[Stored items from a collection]
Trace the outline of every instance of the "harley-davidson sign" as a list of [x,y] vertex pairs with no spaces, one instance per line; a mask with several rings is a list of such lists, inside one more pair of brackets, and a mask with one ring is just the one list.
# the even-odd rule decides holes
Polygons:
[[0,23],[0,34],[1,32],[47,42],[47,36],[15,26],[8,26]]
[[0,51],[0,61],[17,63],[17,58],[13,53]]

AIM OF THE EXERCISE:
Word for word, quote all of the data above.

SOLUTION:
Trace the outline of every instance of the "harley-davidson sign" as a list of [x,y] vertex pairs with no spaces, one instance per line; a mask with several rings is a list of such lists, inside one more pair of brackets, and a mask with one ring is just the one list.
# the even-odd rule decides holes
Polygons:
[[0,23],[0,34],[1,32],[47,42],[47,36],[15,26],[8,26]]
[[0,51],[0,61],[17,63],[17,58],[13,53]]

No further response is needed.